### REQUIREMENTS:
Transcribe all of the records precisely as they are presented.

### SUPPLIED ENTRIES:

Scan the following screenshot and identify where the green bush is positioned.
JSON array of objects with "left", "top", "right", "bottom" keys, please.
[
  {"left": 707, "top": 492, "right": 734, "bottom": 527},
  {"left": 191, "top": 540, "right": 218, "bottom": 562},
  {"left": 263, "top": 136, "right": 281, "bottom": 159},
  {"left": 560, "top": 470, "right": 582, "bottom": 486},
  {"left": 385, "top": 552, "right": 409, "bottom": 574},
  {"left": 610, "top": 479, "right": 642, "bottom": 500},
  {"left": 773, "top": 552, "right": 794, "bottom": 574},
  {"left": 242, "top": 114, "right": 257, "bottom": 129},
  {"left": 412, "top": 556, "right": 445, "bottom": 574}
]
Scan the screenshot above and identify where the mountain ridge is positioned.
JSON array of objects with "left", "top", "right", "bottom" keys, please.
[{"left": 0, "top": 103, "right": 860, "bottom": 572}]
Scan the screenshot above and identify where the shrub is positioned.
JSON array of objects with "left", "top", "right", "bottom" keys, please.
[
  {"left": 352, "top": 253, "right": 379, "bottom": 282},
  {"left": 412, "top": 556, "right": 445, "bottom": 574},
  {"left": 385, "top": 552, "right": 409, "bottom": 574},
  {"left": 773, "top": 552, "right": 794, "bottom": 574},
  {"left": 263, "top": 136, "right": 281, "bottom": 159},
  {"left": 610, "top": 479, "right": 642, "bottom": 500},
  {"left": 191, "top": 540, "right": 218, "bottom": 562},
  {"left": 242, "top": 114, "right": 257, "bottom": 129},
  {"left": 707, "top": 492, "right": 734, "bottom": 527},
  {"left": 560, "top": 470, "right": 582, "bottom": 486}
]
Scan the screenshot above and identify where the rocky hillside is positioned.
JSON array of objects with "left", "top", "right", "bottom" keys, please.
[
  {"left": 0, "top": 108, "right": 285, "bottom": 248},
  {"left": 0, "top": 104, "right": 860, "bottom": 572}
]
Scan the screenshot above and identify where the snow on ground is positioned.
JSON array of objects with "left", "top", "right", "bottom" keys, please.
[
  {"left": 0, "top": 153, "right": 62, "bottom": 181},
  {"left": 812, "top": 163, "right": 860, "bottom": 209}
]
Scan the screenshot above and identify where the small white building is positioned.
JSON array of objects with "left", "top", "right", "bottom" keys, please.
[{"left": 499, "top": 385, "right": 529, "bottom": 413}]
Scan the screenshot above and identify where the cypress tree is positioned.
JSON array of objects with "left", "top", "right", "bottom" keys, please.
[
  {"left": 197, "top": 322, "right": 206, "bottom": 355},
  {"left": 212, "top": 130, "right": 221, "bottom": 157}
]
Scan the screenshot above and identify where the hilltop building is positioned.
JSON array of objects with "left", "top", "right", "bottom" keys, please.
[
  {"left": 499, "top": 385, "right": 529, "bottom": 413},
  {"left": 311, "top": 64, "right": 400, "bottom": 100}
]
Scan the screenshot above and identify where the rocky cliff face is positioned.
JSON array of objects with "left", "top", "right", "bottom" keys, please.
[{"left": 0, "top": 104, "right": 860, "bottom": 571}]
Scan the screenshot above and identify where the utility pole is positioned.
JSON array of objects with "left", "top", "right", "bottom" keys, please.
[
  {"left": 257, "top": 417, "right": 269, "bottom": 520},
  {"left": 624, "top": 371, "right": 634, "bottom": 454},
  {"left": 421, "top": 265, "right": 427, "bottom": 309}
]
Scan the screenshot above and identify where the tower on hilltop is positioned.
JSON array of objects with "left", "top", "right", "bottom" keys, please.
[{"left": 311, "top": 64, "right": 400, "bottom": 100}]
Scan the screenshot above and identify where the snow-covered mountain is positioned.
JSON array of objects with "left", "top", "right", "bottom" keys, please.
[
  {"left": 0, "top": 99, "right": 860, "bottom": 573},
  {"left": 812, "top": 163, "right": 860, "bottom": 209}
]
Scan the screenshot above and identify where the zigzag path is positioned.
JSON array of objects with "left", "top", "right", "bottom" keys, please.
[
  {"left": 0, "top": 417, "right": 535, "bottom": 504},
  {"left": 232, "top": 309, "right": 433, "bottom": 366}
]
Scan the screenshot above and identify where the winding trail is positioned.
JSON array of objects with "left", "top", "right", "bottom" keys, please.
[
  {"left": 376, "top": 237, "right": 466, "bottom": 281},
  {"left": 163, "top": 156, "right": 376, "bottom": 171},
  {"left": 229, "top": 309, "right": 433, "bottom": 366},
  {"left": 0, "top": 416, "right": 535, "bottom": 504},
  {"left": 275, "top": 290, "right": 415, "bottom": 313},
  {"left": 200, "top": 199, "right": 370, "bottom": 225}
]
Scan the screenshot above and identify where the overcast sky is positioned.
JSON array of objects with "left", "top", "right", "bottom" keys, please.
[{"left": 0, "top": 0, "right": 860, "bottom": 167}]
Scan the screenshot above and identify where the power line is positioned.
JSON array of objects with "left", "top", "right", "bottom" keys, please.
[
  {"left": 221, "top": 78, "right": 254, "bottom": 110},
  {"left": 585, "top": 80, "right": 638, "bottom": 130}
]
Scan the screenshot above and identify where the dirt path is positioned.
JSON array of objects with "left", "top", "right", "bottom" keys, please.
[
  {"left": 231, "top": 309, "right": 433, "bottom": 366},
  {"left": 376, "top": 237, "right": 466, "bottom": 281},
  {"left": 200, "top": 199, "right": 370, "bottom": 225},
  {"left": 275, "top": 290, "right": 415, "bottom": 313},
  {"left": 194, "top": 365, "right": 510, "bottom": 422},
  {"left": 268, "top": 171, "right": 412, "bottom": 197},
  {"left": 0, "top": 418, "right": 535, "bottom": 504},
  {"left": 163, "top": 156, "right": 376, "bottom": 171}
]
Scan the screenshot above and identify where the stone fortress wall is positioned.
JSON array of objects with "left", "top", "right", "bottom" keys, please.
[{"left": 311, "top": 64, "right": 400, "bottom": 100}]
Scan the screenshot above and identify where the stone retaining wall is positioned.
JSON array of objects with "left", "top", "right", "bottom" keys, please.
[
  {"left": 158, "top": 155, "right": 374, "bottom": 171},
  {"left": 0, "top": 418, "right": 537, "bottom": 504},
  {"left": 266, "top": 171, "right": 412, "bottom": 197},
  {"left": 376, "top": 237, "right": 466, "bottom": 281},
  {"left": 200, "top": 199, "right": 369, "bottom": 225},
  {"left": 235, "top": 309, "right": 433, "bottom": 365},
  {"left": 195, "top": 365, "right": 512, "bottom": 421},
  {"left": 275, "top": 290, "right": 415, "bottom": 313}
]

### TASK SOLUTION:
Scan the following screenshot and identify where the green bush is positioned.
JSON array of objects with "left", "top", "right", "bottom" keys, please.
[
  {"left": 707, "top": 492, "right": 734, "bottom": 527},
  {"left": 191, "top": 540, "right": 218, "bottom": 562},
  {"left": 263, "top": 136, "right": 281, "bottom": 159},
  {"left": 560, "top": 470, "right": 582, "bottom": 486},
  {"left": 385, "top": 552, "right": 409, "bottom": 574},
  {"left": 610, "top": 479, "right": 642, "bottom": 500},
  {"left": 773, "top": 552, "right": 794, "bottom": 574},
  {"left": 242, "top": 114, "right": 257, "bottom": 129},
  {"left": 412, "top": 556, "right": 445, "bottom": 574}
]
Scan the screenshot above and identify where the mountain ridge is positioned.
JSON array of objects with "left", "top", "right", "bottom" keys, please.
[{"left": 0, "top": 103, "right": 860, "bottom": 572}]
Scan the screenshot above and identify where the shrub is positioned.
JSON array of objects with "left", "top", "right", "bottom" keys, please.
[
  {"left": 352, "top": 253, "right": 379, "bottom": 282},
  {"left": 412, "top": 556, "right": 445, "bottom": 574},
  {"left": 385, "top": 552, "right": 409, "bottom": 574},
  {"left": 773, "top": 552, "right": 794, "bottom": 574},
  {"left": 263, "top": 136, "right": 281, "bottom": 159},
  {"left": 610, "top": 479, "right": 642, "bottom": 500},
  {"left": 191, "top": 540, "right": 218, "bottom": 562},
  {"left": 242, "top": 114, "right": 257, "bottom": 129},
  {"left": 707, "top": 492, "right": 734, "bottom": 527},
  {"left": 560, "top": 470, "right": 582, "bottom": 486}
]
Scan the screenshot above and identify where the rocky hillside is positioned.
JSON array of objects with "left", "top", "right", "bottom" keys, please.
[
  {"left": 0, "top": 108, "right": 285, "bottom": 248},
  {"left": 0, "top": 104, "right": 860, "bottom": 572}
]
Scan the screenshot above and identify where the snow on ground is positioned.
JSON array of objects with "left", "top", "right", "bottom" keys, please.
[
  {"left": 0, "top": 153, "right": 62, "bottom": 181},
  {"left": 812, "top": 163, "right": 860, "bottom": 209}
]
Scan the screenshot above and identify where the small white building is positioned.
JSON array of objects with "left", "top", "right", "bottom" keys, please.
[{"left": 499, "top": 385, "right": 529, "bottom": 413}]
Scan the screenshot above and identify where the cypress tree is positioned.
JSON array of objects with "left", "top", "right", "bottom" keys, please.
[
  {"left": 197, "top": 322, "right": 206, "bottom": 355},
  {"left": 212, "top": 130, "right": 221, "bottom": 157}
]
Scan the screenshot above and identify where the hilltop building is positioned.
JSON array of objects with "left", "top", "right", "bottom" keys, please.
[
  {"left": 499, "top": 385, "right": 529, "bottom": 413},
  {"left": 311, "top": 64, "right": 400, "bottom": 100}
]
Scan the screenshot above and identify where the rocky cliff face is positioned.
JSON array of objects with "left", "top", "right", "bottom" keys, please.
[{"left": 0, "top": 104, "right": 860, "bottom": 571}]
Scan the screenshot above and identify where the utility pole is positioned.
JSON array of objects with "left", "top", "right", "bottom" keys, please.
[
  {"left": 257, "top": 417, "right": 269, "bottom": 520},
  {"left": 624, "top": 371, "right": 634, "bottom": 454},
  {"left": 421, "top": 265, "right": 427, "bottom": 309}
]
Scan the screenshot above and identify where the tower on hilltop is positioned.
JSON array of objects with "left", "top", "right", "bottom" keys, please.
[{"left": 311, "top": 64, "right": 400, "bottom": 100}]
Scan the screenshot above and identify where the snow-covered mountain is positioned.
JSON array of objects with "left", "top", "right", "bottom" keys, please.
[
  {"left": 0, "top": 99, "right": 860, "bottom": 573},
  {"left": 812, "top": 163, "right": 860, "bottom": 209}
]
Scan the screenshot above and identify where the zigzag path is positioned.
JSON array of objects with "left", "top", "right", "bottom" keys, please.
[
  {"left": 0, "top": 417, "right": 535, "bottom": 504},
  {"left": 232, "top": 309, "right": 433, "bottom": 366}
]
Scan the screenshot above and identify where the winding trail is positioned.
JSON array of objects with "left", "top", "right", "bottom" keys, please.
[
  {"left": 376, "top": 237, "right": 466, "bottom": 281},
  {"left": 163, "top": 156, "right": 376, "bottom": 171},
  {"left": 229, "top": 309, "right": 433, "bottom": 366},
  {"left": 0, "top": 416, "right": 535, "bottom": 504},
  {"left": 275, "top": 290, "right": 415, "bottom": 313},
  {"left": 200, "top": 199, "right": 370, "bottom": 225}
]
Scan the screenshot above and identify where the overcast sky is positioned.
JSON array of objects with "left", "top", "right", "bottom" keys, please.
[{"left": 0, "top": 0, "right": 860, "bottom": 167}]
Scan the screenshot above and identify where the power line is positioned.
JSON array of objects with "left", "top", "right", "bottom" keys, please.
[
  {"left": 221, "top": 78, "right": 254, "bottom": 110},
  {"left": 585, "top": 80, "right": 638, "bottom": 130}
]
Scan the screenshot above and identify where the dirt path is positioned.
JSON array of objects with "left", "top", "right", "bottom" keys, please.
[
  {"left": 231, "top": 309, "right": 433, "bottom": 366},
  {"left": 376, "top": 237, "right": 466, "bottom": 281},
  {"left": 200, "top": 199, "right": 370, "bottom": 225},
  {"left": 275, "top": 290, "right": 415, "bottom": 313},
  {"left": 194, "top": 365, "right": 510, "bottom": 422},
  {"left": 268, "top": 171, "right": 412, "bottom": 197},
  {"left": 0, "top": 418, "right": 535, "bottom": 504},
  {"left": 163, "top": 156, "right": 376, "bottom": 171}
]
Scan the screenshot above and identify where the stone fortress wall is positioned.
JSON array of objects with "left", "top", "right", "bottom" keys, please.
[{"left": 311, "top": 64, "right": 400, "bottom": 100}]
Scan the screenshot above and identify where the stone retaining wall is positioned.
JSON array of objects with "left", "top", "right", "bottom" keys, please.
[
  {"left": 158, "top": 155, "right": 374, "bottom": 171},
  {"left": 0, "top": 418, "right": 537, "bottom": 504},
  {"left": 266, "top": 171, "right": 412, "bottom": 197},
  {"left": 376, "top": 237, "right": 466, "bottom": 281},
  {"left": 200, "top": 199, "right": 369, "bottom": 225},
  {"left": 235, "top": 309, "right": 433, "bottom": 365},
  {"left": 195, "top": 365, "right": 512, "bottom": 421},
  {"left": 275, "top": 290, "right": 415, "bottom": 313}
]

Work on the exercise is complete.